Document section:
[start]
Type slug – Print side
Type slug, side view

The linotype machine (/ˈlnətp/ LYN-ə-typ) is a "line casting" machine used in printing. Along with letterpress printing, linotype was the industry standard for newspapers, magazines and posters from the late 19th century to the 1960s and 70s, when it was largely replaced by offset lithography printing and computer typesetting. The name of the machine comes from the fact that it produces an entire line of metal type at once, hence a line-o'-type, a significant improvement over the previous industry standard, i.e., manual, letter-by-letter typesetting using a composing stick and drawers of letters.

The linotype machine operator enters text on a 90-character keyboard. The machine assembles matrices, which are molds for the letter forms, in a line. The assembled line is then cast as a single piece, called a slug, of type metal in a process known as "hot metal" typesetting. The matrices are then returned to the type magazine from which they came, to be reused later. This allows much faster typesetting and composition than original hand composition in which operators place down one pre-cast metal letter, punctuation mark or space at a time.

The machine revolutionized typesetting and with it especially newspaper publishing, making it possible for a relatively small number of operators to set type for many pages on a daily basis. Before Mergenthaler's invention of the linotype in 1884, daily newspapers were limited to eight pages.[1]

History

Main article: Ottmar Mergenthaler

Overview

Diagram showing the overall scheme of a Linotype machine

The linotype machine consists of four major sections:[2]

  1. Magazine
  2. Keyboard
  3. Casting mechanism
  4. Distribution mechanism

The operator interacts with the machine via the keyboard, composing lines of text. The other sections are automatic; they start as soon as a line is completely composed.

Some linotype machines included a paper tape reader. This allowed the text to be typeset to be supplied over a telegraph line (TeleTypeSetter). It also allowed for several tape perforator operators to prepare paper tape to be processed by a single linotype machine, essentially decoupling the typing speed of the operators from the operating speed of the linotype machine.
[end]
[Recorded data]
[start]
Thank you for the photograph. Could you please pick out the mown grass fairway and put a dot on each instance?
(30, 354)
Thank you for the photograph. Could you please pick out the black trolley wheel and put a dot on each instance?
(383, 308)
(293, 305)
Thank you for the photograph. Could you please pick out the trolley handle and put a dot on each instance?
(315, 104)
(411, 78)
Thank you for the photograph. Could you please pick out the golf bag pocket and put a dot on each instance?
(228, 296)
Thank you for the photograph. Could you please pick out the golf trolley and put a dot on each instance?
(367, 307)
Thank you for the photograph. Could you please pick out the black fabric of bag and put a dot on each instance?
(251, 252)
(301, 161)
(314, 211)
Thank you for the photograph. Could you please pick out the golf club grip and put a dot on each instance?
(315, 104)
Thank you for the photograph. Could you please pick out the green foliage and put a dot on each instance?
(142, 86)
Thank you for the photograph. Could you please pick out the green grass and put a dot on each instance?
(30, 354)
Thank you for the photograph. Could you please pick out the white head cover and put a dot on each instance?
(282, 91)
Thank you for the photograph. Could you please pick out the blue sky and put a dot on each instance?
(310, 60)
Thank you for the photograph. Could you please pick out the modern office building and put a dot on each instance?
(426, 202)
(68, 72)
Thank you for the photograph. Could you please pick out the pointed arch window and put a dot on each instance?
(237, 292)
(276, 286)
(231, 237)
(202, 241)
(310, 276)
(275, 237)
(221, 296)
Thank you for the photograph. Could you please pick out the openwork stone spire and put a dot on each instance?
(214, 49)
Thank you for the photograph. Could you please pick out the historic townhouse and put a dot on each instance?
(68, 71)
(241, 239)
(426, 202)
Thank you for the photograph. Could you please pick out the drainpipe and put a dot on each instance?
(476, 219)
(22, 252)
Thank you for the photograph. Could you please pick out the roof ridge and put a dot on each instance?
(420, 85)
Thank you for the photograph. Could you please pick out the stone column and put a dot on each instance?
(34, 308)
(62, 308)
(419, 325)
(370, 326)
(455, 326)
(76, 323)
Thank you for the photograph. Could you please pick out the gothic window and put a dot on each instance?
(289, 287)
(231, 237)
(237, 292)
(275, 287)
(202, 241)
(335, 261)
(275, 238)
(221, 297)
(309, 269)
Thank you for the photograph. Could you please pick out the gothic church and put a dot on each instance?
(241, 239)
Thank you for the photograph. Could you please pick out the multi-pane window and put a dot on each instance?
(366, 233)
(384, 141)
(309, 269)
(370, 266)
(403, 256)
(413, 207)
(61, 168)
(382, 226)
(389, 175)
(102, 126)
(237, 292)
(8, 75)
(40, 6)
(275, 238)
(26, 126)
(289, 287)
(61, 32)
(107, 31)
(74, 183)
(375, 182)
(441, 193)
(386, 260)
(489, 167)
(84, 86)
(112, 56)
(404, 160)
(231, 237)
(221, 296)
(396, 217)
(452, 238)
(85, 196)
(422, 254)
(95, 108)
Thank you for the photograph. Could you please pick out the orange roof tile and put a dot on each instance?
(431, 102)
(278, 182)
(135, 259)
[end]
Directions: Can you reproduce the entire linotype machine passage, word for word?

Task answer:
Type slug – Print side
Type slug, side view

The linotype machine (/ˈlnətp/ LYN-ə-typ) is a "line casting" machine used in printing. Along with letterpress printing, linotype was the industry standard for newspapers, magazines and posters from the late 19th century to the 1960s and 70s, when it was largely replaced by offset lithography printing and computer typesetting. The name of the machine comes from the fact that it produces an entire line of metal type at once, hence a line-o'-type, a significant improvement over the previous industry standard, i.e., manual, letter-by-letter typesetting using a composing stick and drawers of letters.

The linotype machine operator enters text on a 90-character keyboard. The machine assembles matrices, which are molds for the letter forms, in a line. The assembled line is then cast as a single piece, called a slug, of type metal in a process known as "hot metal" typesetting. The matrices are then returned to the type magazine from which they came, to be reused later. This allows much faster typesetting and composition than original hand composition in which operators place down one pre-cast metal letter, punctuation mark or space at a time.

The machine revolutionized typesetting and with it especially newspaper publishing, making it possible for a relatively small number of operators to set type for many pages on a daily basis. Before Mergenthaler's invention of the linotype in 1884, daily newspapers were limited to eight pages.[1]

History

Main article: Ottmar Mergenthaler

Overview

Diagram showing the overall scheme of a Linotype machine

The linotype machine consists of four major sections:[2]

  1. Magazine
  2. Keyboard
  3. Casting mechanism
  4. Distribution mechanism

The operator interacts with the machine via the keyboard, composing lines of text. The other sections are automatic; they start as soon as a line is completely composed.

Some linotype machines included a paper tape reader. This allowed the text to be typeset to be supplied over a telegraph line (TeleTypeSetter). It also allowed for several tape perforator operators to prepare paper tape to be processed by a single linotype machine, essentially decoupling the typing speed of the operators from the operating speed of the linotype machine.